* [Work to complete]: Each entry that follows should be written again verbatim.

* [Data to process]:

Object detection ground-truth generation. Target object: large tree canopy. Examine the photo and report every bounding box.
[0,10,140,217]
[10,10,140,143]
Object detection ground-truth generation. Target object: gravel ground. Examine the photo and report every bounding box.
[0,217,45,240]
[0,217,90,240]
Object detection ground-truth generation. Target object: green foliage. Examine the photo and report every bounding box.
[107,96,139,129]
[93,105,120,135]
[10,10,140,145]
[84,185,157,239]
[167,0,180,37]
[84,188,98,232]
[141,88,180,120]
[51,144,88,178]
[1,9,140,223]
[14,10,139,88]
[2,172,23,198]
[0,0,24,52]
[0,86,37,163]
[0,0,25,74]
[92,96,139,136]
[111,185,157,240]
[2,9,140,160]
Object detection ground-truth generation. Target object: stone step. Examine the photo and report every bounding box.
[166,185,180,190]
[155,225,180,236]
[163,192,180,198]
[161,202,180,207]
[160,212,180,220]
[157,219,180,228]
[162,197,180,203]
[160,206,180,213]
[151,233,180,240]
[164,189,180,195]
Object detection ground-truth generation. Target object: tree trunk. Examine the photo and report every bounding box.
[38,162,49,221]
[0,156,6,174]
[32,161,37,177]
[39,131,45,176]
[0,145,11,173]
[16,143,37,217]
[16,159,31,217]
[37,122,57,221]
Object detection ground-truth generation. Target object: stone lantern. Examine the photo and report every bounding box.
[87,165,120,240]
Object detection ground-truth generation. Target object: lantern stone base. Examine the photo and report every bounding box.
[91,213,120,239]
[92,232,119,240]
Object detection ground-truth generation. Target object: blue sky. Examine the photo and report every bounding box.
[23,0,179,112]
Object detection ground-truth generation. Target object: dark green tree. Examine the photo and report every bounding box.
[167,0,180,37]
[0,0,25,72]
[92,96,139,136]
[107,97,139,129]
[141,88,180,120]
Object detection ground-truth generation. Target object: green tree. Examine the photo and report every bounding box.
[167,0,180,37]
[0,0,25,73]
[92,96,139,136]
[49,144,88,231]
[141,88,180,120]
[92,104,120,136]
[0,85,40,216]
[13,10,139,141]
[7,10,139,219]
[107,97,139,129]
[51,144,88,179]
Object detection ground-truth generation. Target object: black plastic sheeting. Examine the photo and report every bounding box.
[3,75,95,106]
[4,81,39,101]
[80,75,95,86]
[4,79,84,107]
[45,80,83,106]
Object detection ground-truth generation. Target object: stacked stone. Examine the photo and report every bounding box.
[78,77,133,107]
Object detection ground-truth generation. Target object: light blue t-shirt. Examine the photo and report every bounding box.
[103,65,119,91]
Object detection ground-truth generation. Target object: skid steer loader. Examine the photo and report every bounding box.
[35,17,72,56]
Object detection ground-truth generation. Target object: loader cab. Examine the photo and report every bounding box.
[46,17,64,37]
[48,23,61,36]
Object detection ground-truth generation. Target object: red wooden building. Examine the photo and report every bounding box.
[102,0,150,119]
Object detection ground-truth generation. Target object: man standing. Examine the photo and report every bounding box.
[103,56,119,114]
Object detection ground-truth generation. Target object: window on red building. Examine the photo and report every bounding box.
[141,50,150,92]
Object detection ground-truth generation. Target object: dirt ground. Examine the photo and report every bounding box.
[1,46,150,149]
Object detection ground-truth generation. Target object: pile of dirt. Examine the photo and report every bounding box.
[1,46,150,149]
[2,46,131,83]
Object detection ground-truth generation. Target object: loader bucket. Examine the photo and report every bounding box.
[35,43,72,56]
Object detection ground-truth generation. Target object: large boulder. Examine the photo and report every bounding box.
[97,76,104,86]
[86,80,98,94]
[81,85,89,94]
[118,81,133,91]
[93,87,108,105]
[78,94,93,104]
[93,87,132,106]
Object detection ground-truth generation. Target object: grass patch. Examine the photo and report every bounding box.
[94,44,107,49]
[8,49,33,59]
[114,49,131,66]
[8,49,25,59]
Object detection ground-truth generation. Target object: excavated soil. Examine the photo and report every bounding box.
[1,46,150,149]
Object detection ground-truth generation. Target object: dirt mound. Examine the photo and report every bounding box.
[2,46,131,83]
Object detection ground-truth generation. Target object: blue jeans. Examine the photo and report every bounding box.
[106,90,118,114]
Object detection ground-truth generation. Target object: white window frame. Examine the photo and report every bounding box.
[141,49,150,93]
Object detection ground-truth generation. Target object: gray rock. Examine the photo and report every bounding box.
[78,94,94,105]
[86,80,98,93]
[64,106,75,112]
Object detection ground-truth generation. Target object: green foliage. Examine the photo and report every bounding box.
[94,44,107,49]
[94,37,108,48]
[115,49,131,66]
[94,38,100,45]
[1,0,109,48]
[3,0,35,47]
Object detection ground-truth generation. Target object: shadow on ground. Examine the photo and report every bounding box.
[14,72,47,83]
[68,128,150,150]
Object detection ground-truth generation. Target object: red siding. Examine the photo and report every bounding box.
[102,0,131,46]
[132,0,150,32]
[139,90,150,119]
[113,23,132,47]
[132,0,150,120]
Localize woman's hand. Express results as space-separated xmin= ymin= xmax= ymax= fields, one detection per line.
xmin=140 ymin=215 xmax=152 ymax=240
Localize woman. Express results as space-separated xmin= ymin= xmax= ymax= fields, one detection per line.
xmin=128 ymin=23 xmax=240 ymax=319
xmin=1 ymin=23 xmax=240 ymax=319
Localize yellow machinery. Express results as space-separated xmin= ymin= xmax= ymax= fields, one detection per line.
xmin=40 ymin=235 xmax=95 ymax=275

* [Response]:
Object detection ground-truth generation. Target object: large tree canopy. Examine the photo and report every bounding box.
[0,10,140,217]
[10,10,140,143]
Object detection ground-truth generation. Target object: gravel ground. Examine the photo and report every bounding box.
[0,217,45,240]
[0,217,90,240]
Object detection ground-truth generation. Target object: green foliage. Examine the photo and report every bounding box.
[107,96,139,129]
[93,105,120,135]
[10,10,140,145]
[84,185,157,239]
[167,0,180,37]
[84,188,98,232]
[141,88,180,120]
[51,144,88,178]
[1,9,140,223]
[14,10,139,88]
[2,172,23,198]
[0,0,24,52]
[0,86,37,163]
[0,0,25,74]
[92,96,139,136]
[111,185,157,240]
[2,9,140,160]
Object detection ground-truth generation. Target object: stone step. Examine the photo and report every bounding box.
[166,185,180,190]
[155,225,180,236]
[163,192,180,198]
[161,202,180,207]
[160,212,180,220]
[157,219,180,228]
[162,197,180,203]
[160,206,180,213]
[151,233,180,240]
[164,189,180,195]
Object detection ground-truth generation. Target object: tree trunk. Examine the photo and report every bounding box.
[38,162,49,221]
[0,156,6,174]
[32,161,37,177]
[39,131,45,176]
[0,145,11,173]
[16,143,37,217]
[16,159,31,217]
[37,122,57,221]
Object detection ground-truth generation. Target object: stone lantern. Examine the photo and report every bounding box.
[87,165,120,240]
Object detection ground-truth generation. Target object: lantern stone base. Examine the photo and report every bounding box.
[91,213,120,239]
[92,232,119,240]
Object detection ground-truth generation. Target object: blue sky. Examine the photo and report every bounding box.
[23,0,179,112]
Object detection ground-truth generation. Target object: dark green tree. Examine the photo and report every bounding box.
[167,0,180,37]
[0,0,25,72]
[92,96,139,136]
[107,97,139,129]
[141,88,180,120]
Object detection ground-truth generation. Target object: green tree. Examine the photo and report every bounding box.
[167,0,180,37]
[0,0,25,73]
[92,96,139,136]
[49,144,88,231]
[141,88,180,120]
[92,104,120,136]
[0,85,40,216]
[13,10,139,141]
[7,10,139,219]
[107,97,139,129]
[51,144,88,179]
Object detection ground-truth generation. Target object: black plastic sheeting. Examine the photo and report every bounding box.
[3,75,95,106]
[4,81,39,101]
[80,75,95,86]
[4,79,84,107]
[45,80,83,106]
Object detection ground-truth generation. Target object: stacked stone. Examine the photo and report every bounding box.
[78,77,133,107]
Object detection ground-truth generation. Target object: light blue t-shirt. Examine the photo and report every bounding box.
[103,65,119,91]
Object detection ground-truth generation. Target object: skid steer loader. Examine the photo and report every bounding box.
[35,17,72,56]
Object detection ground-truth generation. Target object: loader cab. Examine the photo and report every bounding box.
[46,17,64,37]
[48,23,61,36]
Object detection ground-truth generation. Target object: red wooden building. Examine the photo and report every bounding box.
[102,0,150,119]
Object detection ground-truth generation. Target object: man standing. Examine the photo and report every bounding box.
[103,56,119,114]
Object detection ground-truth generation. Target object: window on red building. Examine the photo and report every bounding box.
[141,50,150,92]
Object detection ground-truth generation. Target object: dirt ground. Examine the photo and report every bounding box.
[1,46,150,149]
Object detection ground-truth generation. Target object: pile of dirt. Examine the photo and report every bounding box.
[1,46,150,149]
[2,46,131,83]
Object detection ground-truth generation. Target object: loader bucket. Examine the photo and report every bounding box.
[35,43,72,56]
Object detection ground-truth generation. Target object: large boulder. Examine the photo and report every bounding box.
[97,76,104,86]
[86,80,98,94]
[81,85,89,94]
[118,81,133,91]
[93,87,108,105]
[78,94,93,104]
[93,87,132,106]
Object detection ground-truth generation. Target object: grass patch. Examine the photo and report every bounding box.
[94,44,107,49]
[8,49,33,59]
[114,49,131,66]
[8,49,25,59]
Object detection ground-truth generation. Target object: excavated soil. Examine the photo and report every bounding box.
[1,46,150,149]
Object detection ground-truth generation. Target object: dirt mound. Examine the photo and report every bounding box.
[2,46,131,83]
Object detection ground-truth generation. Target object: blue jeans. Examine the photo and report every bounding box.
[106,90,118,114]
Object detection ground-truth generation. Target object: white window frame. Examine the photo and report every bounding box.
[141,49,150,93]
Object detection ground-truth generation. Target object: gray rock. Examine the photo and report every bounding box.
[78,94,94,105]
[86,80,98,93]
[64,106,75,112]
Object detection ground-truth generation. Target object: green foliage. Examine the photo and report every bounding box.
[94,44,107,49]
[94,37,108,48]
[115,49,131,66]
[94,38,100,45]
[1,0,109,48]
[3,0,35,47]
Object detection ground-truth generation. Target object: shadow on ground. Examine the photo and report every bounding box.
[14,72,47,83]
[68,128,150,150]
Object detection ground-truth generation. Target object: red siding. Examine the photo and report every bounding box.
[102,0,131,46]
[132,0,150,32]
[139,90,150,119]
[113,23,132,47]
[132,0,150,120]
Localize woman's hand. Express results as space-separated xmin= ymin= xmax= ymax= fields, one detection per line.
xmin=140 ymin=215 xmax=152 ymax=240
Localize woman. Express results as space-separated xmin= ymin= xmax= ymax= fields, one detection per line.
xmin=128 ymin=23 xmax=240 ymax=319
xmin=1 ymin=23 xmax=240 ymax=319
Localize yellow machinery. Express results as space-separated xmin= ymin= xmax= ymax= fields, one detection per line.
xmin=40 ymin=235 xmax=95 ymax=275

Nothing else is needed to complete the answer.